Exercise goal » Your response should consist of every record, exactly as given.
========================================================================
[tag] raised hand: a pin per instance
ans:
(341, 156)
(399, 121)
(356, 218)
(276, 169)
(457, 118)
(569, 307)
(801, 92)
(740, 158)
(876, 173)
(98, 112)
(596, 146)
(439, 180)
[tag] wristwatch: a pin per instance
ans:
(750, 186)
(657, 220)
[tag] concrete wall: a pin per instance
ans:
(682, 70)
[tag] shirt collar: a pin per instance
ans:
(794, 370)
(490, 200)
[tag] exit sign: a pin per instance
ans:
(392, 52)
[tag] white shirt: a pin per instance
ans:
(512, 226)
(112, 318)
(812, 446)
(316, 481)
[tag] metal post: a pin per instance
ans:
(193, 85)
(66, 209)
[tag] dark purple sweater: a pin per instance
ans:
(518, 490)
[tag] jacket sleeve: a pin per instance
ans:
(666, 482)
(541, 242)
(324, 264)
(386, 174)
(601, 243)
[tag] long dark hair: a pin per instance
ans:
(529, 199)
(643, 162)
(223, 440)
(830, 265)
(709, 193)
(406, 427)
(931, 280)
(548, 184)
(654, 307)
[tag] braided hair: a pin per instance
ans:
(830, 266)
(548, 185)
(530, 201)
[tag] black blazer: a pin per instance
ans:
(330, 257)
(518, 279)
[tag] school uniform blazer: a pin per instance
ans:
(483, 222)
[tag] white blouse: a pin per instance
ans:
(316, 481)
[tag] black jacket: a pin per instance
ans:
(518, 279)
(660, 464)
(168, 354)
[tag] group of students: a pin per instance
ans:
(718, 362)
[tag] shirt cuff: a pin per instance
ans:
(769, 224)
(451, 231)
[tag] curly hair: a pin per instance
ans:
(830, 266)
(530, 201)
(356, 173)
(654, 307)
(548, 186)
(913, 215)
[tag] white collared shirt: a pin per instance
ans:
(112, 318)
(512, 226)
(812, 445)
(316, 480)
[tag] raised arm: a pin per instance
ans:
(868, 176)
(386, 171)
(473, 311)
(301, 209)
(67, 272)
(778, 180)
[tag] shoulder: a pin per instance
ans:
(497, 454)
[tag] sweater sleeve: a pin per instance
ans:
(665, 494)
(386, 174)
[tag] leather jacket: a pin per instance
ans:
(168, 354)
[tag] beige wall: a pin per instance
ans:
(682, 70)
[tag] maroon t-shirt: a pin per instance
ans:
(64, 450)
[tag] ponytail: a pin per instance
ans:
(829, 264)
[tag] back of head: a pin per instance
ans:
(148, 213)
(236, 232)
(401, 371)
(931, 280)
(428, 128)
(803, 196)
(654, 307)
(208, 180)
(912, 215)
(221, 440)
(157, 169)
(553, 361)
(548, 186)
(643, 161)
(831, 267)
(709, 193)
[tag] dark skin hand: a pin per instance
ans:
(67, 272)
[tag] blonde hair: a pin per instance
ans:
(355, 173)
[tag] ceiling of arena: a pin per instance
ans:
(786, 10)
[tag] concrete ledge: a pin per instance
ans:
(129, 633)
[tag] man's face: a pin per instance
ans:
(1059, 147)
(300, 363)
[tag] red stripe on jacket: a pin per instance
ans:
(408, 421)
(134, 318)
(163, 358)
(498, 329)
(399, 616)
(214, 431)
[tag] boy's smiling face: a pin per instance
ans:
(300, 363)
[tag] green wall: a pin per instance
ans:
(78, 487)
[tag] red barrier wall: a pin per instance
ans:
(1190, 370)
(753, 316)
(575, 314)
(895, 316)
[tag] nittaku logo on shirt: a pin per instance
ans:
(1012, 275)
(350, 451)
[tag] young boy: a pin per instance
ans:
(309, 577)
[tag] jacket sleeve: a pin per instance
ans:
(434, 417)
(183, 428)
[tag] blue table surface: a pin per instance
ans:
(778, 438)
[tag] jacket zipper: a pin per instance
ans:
========================================================================
Written response »
[tag] raised hand: a pin per instance
ans:
(341, 156)
(399, 121)
(356, 218)
(276, 169)
(457, 118)
(569, 307)
(801, 92)
(740, 158)
(876, 173)
(98, 112)
(596, 146)
(439, 180)
[tag] wristwatch: a pin per instance
ans:
(750, 186)
(657, 220)
[tag] concrete wall: a pin per instance
ans:
(682, 70)
[tag] shirt collar: a pin per instance
ans:
(794, 370)
(490, 200)
[tag] exit sign: a pin per instance
ans:
(392, 52)
[tag] white shirt: a pin per instance
ans:
(512, 226)
(112, 318)
(812, 446)
(316, 481)
[tag] metal post: a pin per instance
ans:
(193, 85)
(66, 209)
[tag] dark purple sweater: a pin per instance
ans:
(518, 490)
[tag] jacket sleeve: a pin per instance
ans:
(666, 482)
(541, 242)
(324, 264)
(386, 174)
(601, 243)
[tag] long dark hair: a pin per instance
ans:
(529, 199)
(643, 162)
(223, 440)
(830, 265)
(709, 193)
(406, 427)
(931, 280)
(548, 184)
(654, 307)
[tag] braided hair: a pin per instance
ans:
(830, 266)
(548, 185)
(530, 201)
[tag] black blazer: a pin per instance
ans:
(330, 257)
(518, 279)
[tag] school uniform blazer: a pin per instance
ans:
(483, 222)
[tag] white blouse: a pin per instance
ans:
(316, 481)
[tag] black jacket: a pin per instance
ans:
(518, 279)
(660, 464)
(168, 354)
[tag] group of students: a pin per instance
ans:
(718, 362)
[tag] shirt cuff: a pin per instance
ans:
(769, 224)
(451, 231)
[tag] curly hair: a pin per instance
ans:
(830, 266)
(530, 201)
(356, 173)
(654, 307)
(548, 186)
(913, 215)
[tag] white collared shirt: a pin per instance
ans:
(112, 318)
(512, 226)
(812, 445)
(316, 480)
[tag] raised arm: a pin per instance
ans:
(868, 176)
(386, 171)
(473, 311)
(301, 209)
(67, 272)
(778, 180)
[tag] shoulder: a pin per instance
ans:
(497, 454)
[tag] sweater sleeve: a pin per instance
ans:
(665, 494)
(386, 174)
[tag] leather jacket: a pin per instance
ans:
(168, 354)
[tag] beige wall: a pin per instance
ans:
(682, 70)
[tag] maroon t-shirt: a pin per instance
ans:
(64, 450)
[tag] ponytail: a pin per instance
ans:
(829, 264)
[tag] back of head: a pin per instance
ans:
(148, 213)
(236, 232)
(401, 371)
(931, 280)
(428, 128)
(803, 196)
(654, 307)
(208, 180)
(912, 215)
(221, 440)
(157, 169)
(553, 361)
(548, 186)
(643, 161)
(831, 267)
(709, 193)
[tag] dark skin hand: a pin per instance
ans:
(67, 272)
[tag] blonde hair: a pin per instance
ans:
(355, 173)
[tag] ceiling of arena: a pin per instance
ans:
(786, 10)
[tag] concrete ledge: a pin per instance
ans:
(129, 633)
[tag] man's face: a pin per instance
ans:
(1059, 147)
(300, 363)
[tag] red stripe on jacket: a pin per instance
ans:
(408, 421)
(134, 318)
(163, 358)
(498, 329)
(399, 616)
(214, 431)
[tag] boy's smiling face: a pin per instance
ans:
(300, 363)
[tag] green wall: a pin per instance
ans:
(78, 487)
[tag] red barrier wall: a pin per instance
ans:
(1190, 370)
(753, 316)
(575, 314)
(895, 316)
[tag] nittaku logo on shirt: a pin per instance
ans:
(1012, 275)
(350, 451)
[tag] young boy: a pin per instance
ans:
(309, 577)
[tag] jacket sleeve: a pin per instance
ans:
(434, 417)
(183, 428)
[tag] blue table surface: a pin per instance
ans:
(778, 438)
[tag] jacket zipper: a pin per instance
ans:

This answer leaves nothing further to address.